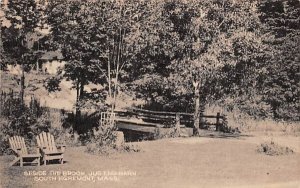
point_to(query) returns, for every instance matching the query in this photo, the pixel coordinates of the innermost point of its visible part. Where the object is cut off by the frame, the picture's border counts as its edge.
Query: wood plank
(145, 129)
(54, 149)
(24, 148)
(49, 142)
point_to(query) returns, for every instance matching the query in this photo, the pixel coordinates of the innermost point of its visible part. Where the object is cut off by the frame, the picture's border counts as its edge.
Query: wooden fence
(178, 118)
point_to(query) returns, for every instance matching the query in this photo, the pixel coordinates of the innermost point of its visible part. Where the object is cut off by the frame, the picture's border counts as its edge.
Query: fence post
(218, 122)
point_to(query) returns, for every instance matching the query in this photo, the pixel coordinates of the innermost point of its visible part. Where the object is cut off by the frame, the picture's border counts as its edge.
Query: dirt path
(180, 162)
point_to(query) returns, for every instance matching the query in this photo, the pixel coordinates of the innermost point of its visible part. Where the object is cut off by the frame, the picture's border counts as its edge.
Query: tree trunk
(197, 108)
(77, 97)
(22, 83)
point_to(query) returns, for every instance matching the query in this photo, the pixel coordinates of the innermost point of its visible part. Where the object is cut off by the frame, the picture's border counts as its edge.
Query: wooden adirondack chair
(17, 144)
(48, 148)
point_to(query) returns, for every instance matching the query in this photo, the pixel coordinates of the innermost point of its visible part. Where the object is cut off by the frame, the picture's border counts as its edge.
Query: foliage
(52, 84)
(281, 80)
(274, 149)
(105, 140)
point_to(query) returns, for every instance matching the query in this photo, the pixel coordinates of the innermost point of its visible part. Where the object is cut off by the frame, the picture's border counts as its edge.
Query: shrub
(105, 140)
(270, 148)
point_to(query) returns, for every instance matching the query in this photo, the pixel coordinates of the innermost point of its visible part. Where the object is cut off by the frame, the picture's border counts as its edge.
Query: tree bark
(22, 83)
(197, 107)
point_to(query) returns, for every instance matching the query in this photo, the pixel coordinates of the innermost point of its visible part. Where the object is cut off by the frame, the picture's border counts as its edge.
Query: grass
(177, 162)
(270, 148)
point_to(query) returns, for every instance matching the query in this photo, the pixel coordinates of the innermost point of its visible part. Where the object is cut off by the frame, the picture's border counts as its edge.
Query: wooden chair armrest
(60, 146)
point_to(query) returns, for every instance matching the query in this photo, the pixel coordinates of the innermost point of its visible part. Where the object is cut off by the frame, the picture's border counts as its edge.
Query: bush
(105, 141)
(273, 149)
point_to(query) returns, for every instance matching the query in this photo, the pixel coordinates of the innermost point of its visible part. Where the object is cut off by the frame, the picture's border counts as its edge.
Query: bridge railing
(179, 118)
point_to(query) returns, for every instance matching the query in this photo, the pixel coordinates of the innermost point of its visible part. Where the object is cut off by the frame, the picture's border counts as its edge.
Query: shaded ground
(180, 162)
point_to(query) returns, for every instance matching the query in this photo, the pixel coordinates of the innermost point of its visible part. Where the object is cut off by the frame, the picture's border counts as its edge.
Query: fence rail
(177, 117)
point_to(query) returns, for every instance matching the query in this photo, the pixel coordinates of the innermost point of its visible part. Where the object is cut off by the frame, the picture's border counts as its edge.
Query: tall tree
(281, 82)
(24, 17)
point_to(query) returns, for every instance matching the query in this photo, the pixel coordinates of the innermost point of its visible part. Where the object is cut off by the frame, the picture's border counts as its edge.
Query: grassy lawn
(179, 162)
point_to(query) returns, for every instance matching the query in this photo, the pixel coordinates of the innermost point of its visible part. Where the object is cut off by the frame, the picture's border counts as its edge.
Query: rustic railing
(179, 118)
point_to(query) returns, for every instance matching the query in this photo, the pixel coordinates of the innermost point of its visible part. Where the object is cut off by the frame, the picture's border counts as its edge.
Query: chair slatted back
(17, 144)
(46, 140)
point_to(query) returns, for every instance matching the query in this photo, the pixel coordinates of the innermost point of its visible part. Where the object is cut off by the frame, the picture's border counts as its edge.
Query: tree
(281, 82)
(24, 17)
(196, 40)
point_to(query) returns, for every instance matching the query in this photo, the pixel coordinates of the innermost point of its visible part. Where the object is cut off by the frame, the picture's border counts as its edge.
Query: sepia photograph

******

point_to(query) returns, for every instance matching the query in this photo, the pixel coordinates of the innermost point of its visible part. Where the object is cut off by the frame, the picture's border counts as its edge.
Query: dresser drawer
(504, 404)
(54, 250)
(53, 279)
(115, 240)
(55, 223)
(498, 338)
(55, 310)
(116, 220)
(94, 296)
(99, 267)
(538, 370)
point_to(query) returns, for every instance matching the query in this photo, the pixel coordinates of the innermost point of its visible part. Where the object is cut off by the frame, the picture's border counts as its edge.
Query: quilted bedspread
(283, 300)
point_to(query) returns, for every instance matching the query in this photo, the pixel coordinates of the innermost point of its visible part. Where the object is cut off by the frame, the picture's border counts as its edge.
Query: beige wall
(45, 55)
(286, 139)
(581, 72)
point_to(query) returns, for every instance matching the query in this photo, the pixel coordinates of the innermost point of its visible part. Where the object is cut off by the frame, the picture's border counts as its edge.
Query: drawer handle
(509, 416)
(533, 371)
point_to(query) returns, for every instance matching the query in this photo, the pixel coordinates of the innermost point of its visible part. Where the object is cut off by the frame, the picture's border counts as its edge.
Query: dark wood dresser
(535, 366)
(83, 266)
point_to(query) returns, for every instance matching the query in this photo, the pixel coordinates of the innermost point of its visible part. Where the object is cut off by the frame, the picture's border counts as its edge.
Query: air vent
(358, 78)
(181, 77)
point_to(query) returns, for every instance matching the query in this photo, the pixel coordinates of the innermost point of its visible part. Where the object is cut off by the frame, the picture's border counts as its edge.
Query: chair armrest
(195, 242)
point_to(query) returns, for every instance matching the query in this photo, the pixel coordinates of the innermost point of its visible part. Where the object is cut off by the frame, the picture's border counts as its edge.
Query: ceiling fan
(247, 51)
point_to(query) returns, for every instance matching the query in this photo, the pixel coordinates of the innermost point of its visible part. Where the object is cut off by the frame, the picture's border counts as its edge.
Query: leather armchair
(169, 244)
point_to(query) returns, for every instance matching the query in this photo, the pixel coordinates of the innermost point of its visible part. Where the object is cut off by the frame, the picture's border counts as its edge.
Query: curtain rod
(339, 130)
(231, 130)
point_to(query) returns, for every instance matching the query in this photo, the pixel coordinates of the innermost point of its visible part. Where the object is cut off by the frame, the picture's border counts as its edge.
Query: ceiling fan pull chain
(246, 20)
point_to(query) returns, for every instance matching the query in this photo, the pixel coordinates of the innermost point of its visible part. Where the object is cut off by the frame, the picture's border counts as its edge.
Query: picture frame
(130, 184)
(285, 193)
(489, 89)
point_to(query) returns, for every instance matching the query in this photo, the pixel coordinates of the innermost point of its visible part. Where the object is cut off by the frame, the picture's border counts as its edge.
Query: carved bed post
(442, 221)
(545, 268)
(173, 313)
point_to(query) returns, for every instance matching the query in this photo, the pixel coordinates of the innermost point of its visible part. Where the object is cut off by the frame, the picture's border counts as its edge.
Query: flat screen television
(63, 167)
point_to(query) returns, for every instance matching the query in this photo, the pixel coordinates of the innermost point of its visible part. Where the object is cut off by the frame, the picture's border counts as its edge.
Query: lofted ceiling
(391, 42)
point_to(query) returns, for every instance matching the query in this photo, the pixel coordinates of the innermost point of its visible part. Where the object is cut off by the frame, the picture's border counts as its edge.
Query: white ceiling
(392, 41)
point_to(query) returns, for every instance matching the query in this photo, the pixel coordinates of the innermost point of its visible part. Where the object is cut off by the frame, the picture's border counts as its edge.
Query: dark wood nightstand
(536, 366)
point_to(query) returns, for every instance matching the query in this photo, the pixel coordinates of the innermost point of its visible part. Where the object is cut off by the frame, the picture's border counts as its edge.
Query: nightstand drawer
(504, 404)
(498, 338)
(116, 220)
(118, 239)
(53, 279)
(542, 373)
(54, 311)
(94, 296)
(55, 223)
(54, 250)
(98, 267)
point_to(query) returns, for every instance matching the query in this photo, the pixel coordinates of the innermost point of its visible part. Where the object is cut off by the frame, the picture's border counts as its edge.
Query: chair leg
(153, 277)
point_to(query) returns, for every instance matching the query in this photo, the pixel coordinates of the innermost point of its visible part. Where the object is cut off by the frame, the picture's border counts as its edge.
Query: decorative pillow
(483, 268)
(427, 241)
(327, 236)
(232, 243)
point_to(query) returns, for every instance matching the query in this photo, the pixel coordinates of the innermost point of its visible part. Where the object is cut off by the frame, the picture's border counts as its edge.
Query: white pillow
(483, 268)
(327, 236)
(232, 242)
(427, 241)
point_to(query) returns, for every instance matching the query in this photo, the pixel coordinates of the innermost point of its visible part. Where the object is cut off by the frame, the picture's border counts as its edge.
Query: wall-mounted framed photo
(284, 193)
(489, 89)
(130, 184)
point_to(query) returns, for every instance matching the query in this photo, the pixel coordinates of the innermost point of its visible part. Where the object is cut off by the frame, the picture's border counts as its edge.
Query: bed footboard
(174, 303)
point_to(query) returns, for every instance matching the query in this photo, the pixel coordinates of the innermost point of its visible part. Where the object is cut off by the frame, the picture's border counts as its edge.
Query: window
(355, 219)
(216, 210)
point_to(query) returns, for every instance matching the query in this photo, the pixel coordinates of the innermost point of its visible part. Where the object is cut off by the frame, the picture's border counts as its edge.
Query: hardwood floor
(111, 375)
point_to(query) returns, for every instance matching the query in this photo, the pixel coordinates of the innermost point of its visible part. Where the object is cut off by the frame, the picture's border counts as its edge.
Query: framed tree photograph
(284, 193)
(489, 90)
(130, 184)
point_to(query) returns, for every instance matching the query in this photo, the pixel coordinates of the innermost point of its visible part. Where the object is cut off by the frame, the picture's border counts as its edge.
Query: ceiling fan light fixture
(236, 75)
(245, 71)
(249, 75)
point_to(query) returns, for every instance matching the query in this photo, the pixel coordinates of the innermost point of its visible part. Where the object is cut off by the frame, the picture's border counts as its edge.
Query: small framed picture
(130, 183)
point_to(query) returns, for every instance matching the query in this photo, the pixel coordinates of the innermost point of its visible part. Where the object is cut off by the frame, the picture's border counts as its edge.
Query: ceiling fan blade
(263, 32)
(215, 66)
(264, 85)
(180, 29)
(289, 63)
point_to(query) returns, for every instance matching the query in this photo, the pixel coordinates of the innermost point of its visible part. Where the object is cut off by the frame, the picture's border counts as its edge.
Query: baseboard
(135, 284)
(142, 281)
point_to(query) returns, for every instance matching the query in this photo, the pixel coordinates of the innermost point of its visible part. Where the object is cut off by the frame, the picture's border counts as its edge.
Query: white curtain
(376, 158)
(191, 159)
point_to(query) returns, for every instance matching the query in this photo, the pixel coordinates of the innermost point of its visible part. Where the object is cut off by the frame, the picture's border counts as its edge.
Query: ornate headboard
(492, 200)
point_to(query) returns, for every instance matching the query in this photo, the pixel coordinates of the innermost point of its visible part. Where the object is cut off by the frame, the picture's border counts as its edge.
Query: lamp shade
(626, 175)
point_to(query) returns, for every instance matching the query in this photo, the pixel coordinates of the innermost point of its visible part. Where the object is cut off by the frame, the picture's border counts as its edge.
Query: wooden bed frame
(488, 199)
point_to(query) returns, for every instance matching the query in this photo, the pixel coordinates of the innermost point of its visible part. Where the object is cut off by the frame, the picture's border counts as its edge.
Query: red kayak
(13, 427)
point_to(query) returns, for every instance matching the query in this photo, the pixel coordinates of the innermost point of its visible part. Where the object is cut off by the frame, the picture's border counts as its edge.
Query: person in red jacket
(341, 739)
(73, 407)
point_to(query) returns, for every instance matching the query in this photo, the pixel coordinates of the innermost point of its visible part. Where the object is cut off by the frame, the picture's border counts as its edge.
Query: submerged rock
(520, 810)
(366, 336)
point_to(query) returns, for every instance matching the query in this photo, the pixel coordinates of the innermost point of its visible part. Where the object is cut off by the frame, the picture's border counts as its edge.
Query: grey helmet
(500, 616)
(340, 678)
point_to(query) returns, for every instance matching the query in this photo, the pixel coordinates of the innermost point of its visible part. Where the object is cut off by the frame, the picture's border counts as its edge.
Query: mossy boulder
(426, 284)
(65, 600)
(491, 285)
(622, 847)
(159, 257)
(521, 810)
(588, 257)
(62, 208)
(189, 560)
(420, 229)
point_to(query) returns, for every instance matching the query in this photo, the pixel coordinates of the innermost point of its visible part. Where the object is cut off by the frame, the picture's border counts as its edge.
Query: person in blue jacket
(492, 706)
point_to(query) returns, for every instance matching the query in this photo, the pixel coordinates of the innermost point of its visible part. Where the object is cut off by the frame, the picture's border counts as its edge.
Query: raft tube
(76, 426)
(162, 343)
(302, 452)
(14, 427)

******

# What to produce
Above are some lines. Repeat exactly, and only, those from the line that has "Query: grassy lawn" through the line that has "Query: sepia photograph".

# Solution for this exercise
Query: grassy lawn
(179, 162)
point_to(query) returns, for every instance matching the query in this photo, the pixel coordinates of the innermost point of its visible part. Where the object is cut off by the frame, the picture's border counts as its edge.
Query: rustic railing
(179, 118)
point_to(query) returns, for every instance matching the query in this photo, the pixel coordinates of the innermost point of its visible part. Where the object is cut off by the frame, the picture's border counts as its edge.
Query: chair slatted back
(17, 144)
(46, 140)
point_to(query) returns, for every instance matching the query in this photo, the pixel coordinates of the innermost point of its visible part. Where the object is cut off by the frame, the picture's border counts as its edge.
Query: tree
(281, 82)
(24, 17)
(196, 40)
point_to(query) returns, for every instance matching the query in this photo, the pixel coordinates of the innermost point of its visible part. Where the object is cut off by the frame, the picture's border counts as its edge.
Query: sepia photograph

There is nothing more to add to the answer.